**Exercise**
Print out all the records, word for word.

**Data provided**
────────────────
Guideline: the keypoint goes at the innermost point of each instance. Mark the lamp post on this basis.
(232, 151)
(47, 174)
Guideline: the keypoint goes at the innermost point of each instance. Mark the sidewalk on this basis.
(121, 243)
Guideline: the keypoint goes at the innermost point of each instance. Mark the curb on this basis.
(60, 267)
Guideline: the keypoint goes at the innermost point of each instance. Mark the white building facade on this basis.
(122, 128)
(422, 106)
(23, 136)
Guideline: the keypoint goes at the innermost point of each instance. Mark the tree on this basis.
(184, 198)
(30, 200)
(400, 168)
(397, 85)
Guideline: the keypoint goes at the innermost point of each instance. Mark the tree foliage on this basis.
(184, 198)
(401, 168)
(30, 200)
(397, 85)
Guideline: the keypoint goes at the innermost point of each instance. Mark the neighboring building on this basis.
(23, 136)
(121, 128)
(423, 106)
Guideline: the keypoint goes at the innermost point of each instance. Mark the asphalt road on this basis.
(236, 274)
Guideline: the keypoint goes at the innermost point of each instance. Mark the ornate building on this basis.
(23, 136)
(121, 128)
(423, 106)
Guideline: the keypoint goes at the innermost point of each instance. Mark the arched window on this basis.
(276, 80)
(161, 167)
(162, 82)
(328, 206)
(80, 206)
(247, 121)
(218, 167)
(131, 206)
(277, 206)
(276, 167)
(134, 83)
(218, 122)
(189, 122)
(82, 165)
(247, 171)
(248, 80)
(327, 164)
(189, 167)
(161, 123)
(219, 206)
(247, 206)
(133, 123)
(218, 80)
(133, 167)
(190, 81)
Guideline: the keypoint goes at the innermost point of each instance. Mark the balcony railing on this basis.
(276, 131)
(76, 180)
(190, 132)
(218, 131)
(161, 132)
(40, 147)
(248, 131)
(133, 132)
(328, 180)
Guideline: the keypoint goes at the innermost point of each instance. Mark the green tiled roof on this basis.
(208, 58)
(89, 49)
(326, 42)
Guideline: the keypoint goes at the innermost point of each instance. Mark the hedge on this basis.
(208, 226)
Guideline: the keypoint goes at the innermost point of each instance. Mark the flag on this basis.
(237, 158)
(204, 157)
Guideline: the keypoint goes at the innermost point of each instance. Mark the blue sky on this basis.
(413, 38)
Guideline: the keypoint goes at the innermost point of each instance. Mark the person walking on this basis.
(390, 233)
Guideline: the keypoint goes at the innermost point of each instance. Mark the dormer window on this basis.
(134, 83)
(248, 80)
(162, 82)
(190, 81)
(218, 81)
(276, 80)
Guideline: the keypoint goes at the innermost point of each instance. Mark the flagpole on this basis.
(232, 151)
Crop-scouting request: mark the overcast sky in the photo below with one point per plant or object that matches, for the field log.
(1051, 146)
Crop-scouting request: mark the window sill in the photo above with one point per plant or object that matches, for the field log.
────────────────
**Expected answer**
Guideline: the keypoint goes at the innermost point of each instance. Mark the lamp post on this basis.
(232, 151)
(47, 174)
Guideline: the keypoint goes at the innermost point of each instance. Mark the sidewalk on this basis.
(121, 243)
Guideline: the keypoint goes at the innermost point of each instance. Mark the curb on this basis.
(60, 267)
Guideline: the keypoint goes at the innermost point of each instance. Mark the white building facade on this basis.
(122, 128)
(422, 106)
(23, 136)
Guideline: the keypoint goes at the innermost point of each instance. Mark the tree on this basis.
(184, 198)
(30, 200)
(400, 168)
(397, 85)
Guideline: the keypoint goes at the innermost point of each instance. Mark the tree foliage on this basis.
(184, 198)
(401, 168)
(30, 200)
(397, 85)
Guideline: the keypoint goes at the innermost point of each instance. Mark the neighboring building on this basis.
(23, 136)
(121, 128)
(423, 106)
Guideline: the keypoint goes at the innermost point of each instance. Mark the asphalt road on this basis.
(236, 274)
Guideline: the keypoint goes at the innermost point of each instance. Mark the ornate building on this basis.
(23, 136)
(121, 128)
(423, 106)
Guideline: the keypoint goes at the innermost point of each instance. Mark the arched window on this basis.
(276, 80)
(161, 167)
(162, 82)
(328, 206)
(80, 206)
(247, 121)
(218, 167)
(131, 206)
(277, 206)
(276, 167)
(134, 83)
(218, 122)
(189, 122)
(82, 165)
(247, 171)
(248, 80)
(327, 164)
(189, 167)
(161, 123)
(219, 206)
(247, 206)
(133, 123)
(218, 80)
(133, 167)
(190, 81)
Guideline: the keypoint goes at the innermost point of each instance. Mark the balcony railing on this basis.
(276, 131)
(76, 180)
(190, 132)
(218, 131)
(161, 132)
(40, 147)
(248, 131)
(133, 132)
(328, 180)
Guideline: the keypoint goes at the innermost point of each instance. Mark the green tiled roof on this basis.
(208, 58)
(89, 49)
(326, 42)
Guideline: the keypoint goes at the innermost point of each instance. Mark the hedge on this basis.
(208, 226)
Guideline: the keypoint goes at the innermost point of each instance. Mark the flag on this basis.
(237, 158)
(204, 157)
Guideline: the keypoint goes at the innermost point of each instance. Mark the blue sky on this basis.
(413, 38)
Guideline: the keypoint goes at the innermost point of each instance. Mark the person walking on this basis.
(390, 233)
Guideline: the keypoint goes at the innermost point of each instance. Mark the dormer window on this basis.
(134, 83)
(248, 80)
(162, 82)
(190, 81)
(218, 81)
(276, 80)
Guideline: the keypoint goes at the innermost point of each instance. Mark the flagpole on this basis.
(232, 151)
Crop-scouting request: mark the overcast sky in the photo below with one point per plant or object that matches, for the field log.
(1051, 146)
Crop-scouting request: mark the window sill in the photo above with one point per plant or object that matches, for the field log.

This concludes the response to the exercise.